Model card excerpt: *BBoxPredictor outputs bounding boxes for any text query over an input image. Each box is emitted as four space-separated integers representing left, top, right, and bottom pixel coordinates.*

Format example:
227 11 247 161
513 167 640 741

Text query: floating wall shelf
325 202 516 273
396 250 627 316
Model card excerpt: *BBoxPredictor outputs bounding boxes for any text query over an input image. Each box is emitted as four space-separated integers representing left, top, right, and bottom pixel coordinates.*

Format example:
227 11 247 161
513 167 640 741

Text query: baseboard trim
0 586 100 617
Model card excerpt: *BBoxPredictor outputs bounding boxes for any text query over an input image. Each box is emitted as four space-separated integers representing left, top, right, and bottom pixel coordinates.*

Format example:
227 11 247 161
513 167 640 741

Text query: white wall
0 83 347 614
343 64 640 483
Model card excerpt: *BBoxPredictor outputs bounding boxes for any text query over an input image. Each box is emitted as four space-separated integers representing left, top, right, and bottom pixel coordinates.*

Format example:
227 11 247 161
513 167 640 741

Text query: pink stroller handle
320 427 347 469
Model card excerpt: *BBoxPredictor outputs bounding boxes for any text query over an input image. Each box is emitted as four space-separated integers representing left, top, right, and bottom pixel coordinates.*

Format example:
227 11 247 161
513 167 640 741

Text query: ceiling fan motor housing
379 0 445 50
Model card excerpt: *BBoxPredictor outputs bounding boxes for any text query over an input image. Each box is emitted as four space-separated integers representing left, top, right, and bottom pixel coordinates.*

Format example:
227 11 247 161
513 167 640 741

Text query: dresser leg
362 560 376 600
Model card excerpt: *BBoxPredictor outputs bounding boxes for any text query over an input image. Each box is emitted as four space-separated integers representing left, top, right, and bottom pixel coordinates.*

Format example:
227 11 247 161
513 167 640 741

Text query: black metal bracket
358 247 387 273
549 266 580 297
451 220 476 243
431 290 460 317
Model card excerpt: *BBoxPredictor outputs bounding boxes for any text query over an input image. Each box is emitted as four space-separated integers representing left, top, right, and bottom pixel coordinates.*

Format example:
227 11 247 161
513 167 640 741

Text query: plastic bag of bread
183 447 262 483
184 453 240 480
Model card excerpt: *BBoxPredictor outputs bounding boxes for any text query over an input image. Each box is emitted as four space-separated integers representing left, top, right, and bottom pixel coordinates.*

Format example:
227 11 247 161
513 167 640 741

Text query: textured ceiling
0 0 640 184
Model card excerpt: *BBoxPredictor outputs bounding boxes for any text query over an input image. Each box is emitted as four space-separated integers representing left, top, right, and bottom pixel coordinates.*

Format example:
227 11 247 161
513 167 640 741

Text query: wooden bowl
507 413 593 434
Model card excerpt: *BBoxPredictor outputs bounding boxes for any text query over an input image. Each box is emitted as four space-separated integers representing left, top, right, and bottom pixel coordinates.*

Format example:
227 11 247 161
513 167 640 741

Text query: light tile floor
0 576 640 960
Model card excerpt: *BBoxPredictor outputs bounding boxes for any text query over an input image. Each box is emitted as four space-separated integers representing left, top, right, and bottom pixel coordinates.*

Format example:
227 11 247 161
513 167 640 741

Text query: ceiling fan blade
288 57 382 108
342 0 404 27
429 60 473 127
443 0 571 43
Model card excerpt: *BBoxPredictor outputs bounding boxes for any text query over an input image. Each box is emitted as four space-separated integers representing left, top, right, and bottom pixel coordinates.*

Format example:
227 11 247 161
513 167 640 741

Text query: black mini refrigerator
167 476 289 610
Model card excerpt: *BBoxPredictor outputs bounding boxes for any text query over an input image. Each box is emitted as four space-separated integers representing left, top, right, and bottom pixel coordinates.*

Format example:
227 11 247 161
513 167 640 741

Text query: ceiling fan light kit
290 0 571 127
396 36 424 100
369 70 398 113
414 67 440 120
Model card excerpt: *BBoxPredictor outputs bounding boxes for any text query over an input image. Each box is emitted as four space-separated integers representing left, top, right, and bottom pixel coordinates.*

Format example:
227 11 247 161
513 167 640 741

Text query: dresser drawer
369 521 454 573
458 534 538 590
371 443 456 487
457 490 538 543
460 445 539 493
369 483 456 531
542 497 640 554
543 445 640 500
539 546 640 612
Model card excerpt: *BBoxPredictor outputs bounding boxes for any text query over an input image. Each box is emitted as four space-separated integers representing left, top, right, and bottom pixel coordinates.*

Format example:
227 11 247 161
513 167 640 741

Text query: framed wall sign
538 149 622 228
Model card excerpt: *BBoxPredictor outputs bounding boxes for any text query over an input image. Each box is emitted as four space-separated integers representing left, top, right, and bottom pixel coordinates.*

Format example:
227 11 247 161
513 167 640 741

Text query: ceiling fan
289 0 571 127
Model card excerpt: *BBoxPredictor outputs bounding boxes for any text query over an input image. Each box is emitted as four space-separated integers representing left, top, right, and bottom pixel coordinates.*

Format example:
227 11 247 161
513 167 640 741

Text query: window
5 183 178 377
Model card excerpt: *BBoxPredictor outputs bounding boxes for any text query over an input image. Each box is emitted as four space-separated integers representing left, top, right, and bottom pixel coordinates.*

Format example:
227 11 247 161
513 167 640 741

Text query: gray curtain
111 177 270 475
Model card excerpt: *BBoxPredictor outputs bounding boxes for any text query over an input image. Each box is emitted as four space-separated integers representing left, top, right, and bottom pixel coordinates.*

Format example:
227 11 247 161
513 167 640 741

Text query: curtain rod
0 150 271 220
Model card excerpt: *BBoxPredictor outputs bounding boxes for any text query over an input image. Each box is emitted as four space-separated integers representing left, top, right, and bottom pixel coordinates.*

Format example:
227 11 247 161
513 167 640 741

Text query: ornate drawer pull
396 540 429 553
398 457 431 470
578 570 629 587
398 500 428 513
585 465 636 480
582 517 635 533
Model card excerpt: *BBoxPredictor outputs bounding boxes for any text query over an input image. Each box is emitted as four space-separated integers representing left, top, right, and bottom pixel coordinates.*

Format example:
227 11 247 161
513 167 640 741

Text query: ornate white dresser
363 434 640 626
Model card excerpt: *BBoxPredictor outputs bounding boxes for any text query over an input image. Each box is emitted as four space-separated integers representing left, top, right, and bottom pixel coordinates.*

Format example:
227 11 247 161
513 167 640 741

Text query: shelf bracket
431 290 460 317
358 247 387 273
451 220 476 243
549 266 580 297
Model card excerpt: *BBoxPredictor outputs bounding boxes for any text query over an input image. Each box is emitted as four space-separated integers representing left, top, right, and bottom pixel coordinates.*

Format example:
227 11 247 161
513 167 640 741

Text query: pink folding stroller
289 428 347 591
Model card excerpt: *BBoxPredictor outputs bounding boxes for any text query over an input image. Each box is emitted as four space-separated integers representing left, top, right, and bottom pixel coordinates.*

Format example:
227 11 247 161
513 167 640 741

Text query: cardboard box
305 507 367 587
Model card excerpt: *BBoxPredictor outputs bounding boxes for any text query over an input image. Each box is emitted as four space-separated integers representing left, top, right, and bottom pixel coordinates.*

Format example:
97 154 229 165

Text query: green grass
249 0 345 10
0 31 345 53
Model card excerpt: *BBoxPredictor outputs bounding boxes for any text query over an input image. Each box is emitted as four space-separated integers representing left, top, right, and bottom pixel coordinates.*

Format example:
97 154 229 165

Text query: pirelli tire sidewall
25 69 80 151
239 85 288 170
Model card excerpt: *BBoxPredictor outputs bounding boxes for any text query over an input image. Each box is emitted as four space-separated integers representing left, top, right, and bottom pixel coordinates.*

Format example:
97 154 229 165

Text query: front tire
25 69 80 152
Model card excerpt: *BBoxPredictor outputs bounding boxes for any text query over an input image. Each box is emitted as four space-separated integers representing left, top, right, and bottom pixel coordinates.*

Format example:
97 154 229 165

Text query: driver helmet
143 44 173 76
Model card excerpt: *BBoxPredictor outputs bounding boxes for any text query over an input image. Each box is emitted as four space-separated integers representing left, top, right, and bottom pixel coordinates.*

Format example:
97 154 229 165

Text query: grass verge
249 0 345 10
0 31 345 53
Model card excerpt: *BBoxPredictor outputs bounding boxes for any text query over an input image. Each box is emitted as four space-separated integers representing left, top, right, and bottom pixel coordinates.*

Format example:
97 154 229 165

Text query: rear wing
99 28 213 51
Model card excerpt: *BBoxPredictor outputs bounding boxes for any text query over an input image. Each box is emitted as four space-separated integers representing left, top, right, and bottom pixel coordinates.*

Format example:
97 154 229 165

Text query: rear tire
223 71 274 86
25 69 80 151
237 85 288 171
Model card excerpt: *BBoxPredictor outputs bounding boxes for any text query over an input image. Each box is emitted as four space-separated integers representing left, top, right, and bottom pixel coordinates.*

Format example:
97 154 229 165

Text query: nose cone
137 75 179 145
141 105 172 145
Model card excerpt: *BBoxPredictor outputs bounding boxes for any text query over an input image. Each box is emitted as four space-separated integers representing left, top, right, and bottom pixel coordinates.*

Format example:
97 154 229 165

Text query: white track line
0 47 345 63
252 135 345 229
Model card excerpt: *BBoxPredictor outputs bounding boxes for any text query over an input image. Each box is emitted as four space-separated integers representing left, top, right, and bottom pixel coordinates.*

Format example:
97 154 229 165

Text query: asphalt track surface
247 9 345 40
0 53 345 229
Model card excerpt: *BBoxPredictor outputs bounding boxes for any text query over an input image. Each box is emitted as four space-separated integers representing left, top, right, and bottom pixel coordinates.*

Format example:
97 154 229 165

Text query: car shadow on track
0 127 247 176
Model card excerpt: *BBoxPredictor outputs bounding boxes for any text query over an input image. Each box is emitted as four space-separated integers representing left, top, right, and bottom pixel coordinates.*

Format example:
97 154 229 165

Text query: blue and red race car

■ Prompt ■
Please copy out everything from the very start of the items down to the line containing "379 0 445 50", with both ends included.

■ Answer to this task ■
Model card excerpt: *BBoxPredictor outputs bounding boxes for any text query over an input image. Each box is emitted as four space-separated integers representing left, top, right, and bottom pixel coordinates.*

Format example:
227 11 247 161
513 167 640 741

Text query: floating wall shelf
325 202 516 273
396 250 627 316
Model card excerpt: *BBoxPredictor outputs bounding boxes for any text query over an input image. Each box is emitted as four space-separated integers representing left, top, right, and bottom pixel coordinates.*

Format example:
227 11 247 161
513 167 640 741

Text query: baseboard trim
0 586 100 617
Model card excerpt: *BBoxPredictor outputs bounding boxes for any text query over an input image. Each box is emitted as four space-separated integers representing left, top, right, and bottom pixel coordinates.*

Format example:
227 11 247 161
513 167 640 741

Text query: white wall
0 83 347 614
343 64 640 483
Model card excerpt: *BBoxPredictor outputs bounding boxes for any text query over an input image. Each box is emitted as four space-separated integers representing left, top, right, and bottom pixel coordinates.*

Format example:
227 11 247 161
513 167 640 741

Text query: pink stroller handle
320 427 347 469
Model card excerpt: *BBoxPredictor outputs bounding boxes for any text query over an input image. Each box is emitted as four space-separated integers representing left, top, right, and bottom pixel coordinates.*

Format example:
227 11 247 161
513 167 640 741

Text query: ceiling fan motor housing
379 0 445 50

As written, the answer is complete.